DATA EXCERPTS:
=== Begin Enclosure ===
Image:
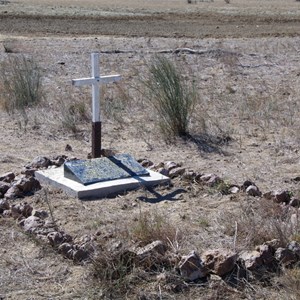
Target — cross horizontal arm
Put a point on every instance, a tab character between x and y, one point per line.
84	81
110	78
=== End Enclosure ===
=== Begin Enclosure ===
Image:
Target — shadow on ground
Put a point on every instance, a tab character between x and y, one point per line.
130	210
=== End Enclosure ===
=== Begin Enclosure ===
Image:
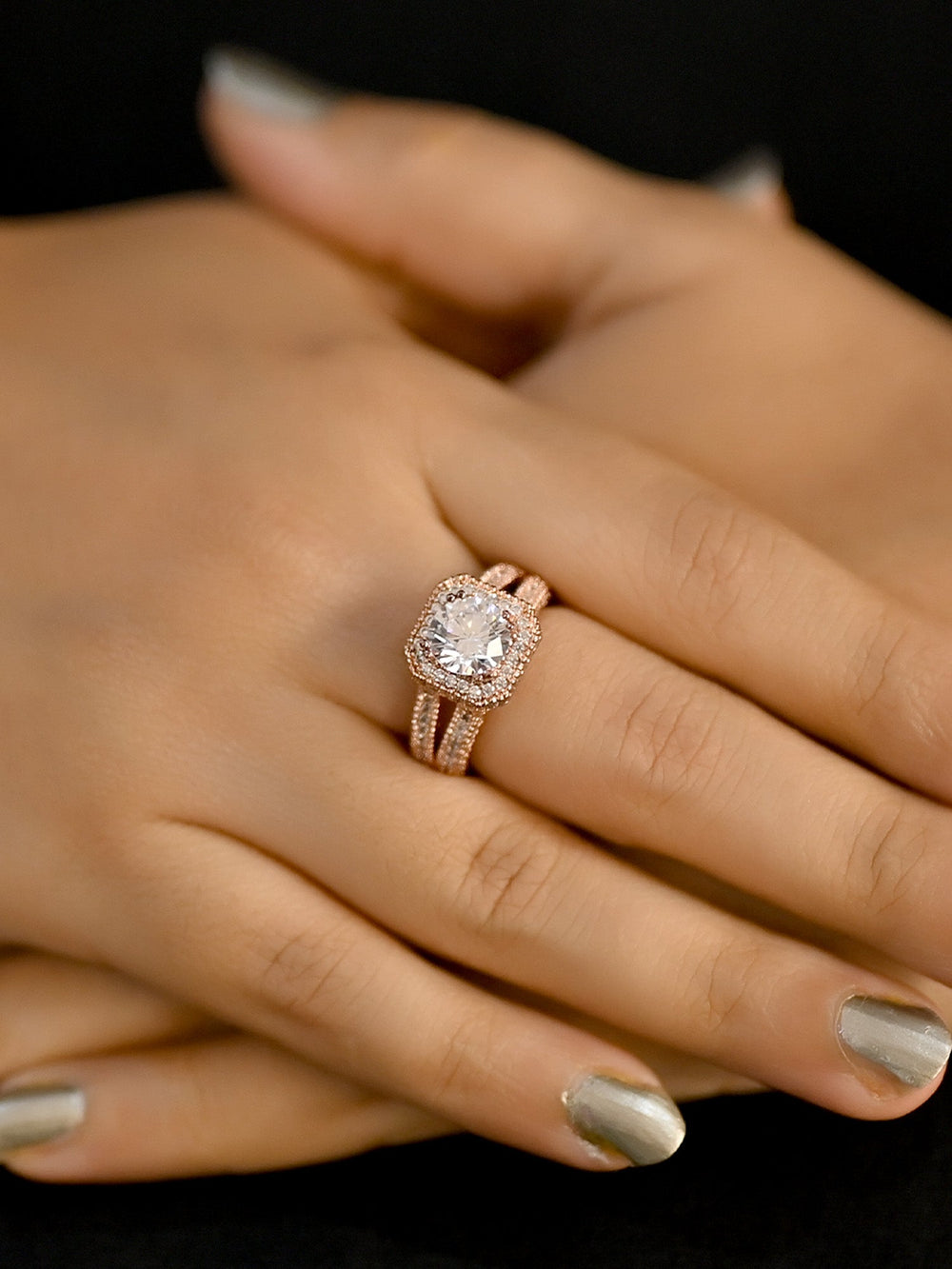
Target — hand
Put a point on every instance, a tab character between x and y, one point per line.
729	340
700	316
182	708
=== End Enclosure ===
YOUR GOAL: Only a number is wanted here: how many lines of the records above include the string "Target"?

RESPONSE AREA: 3